● Task prompt
All the lines below should appear again unchanged, though their pictures should not.

-=-=-=-=-

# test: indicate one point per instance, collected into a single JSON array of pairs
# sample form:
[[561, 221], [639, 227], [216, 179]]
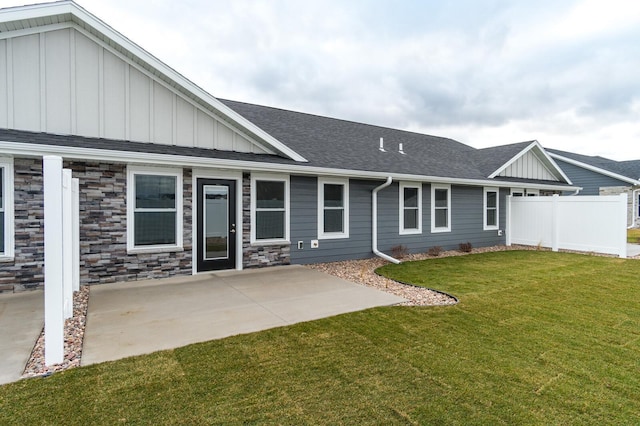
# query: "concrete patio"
[[21, 322], [135, 318]]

-=-=-=-=-

● Exercise output
# test: indicate one point per instance, collected into a single JSON array of pairs
# sample form:
[[561, 221], [639, 227], [216, 179]]
# query: "concrete patio"
[[21, 322], [135, 318]]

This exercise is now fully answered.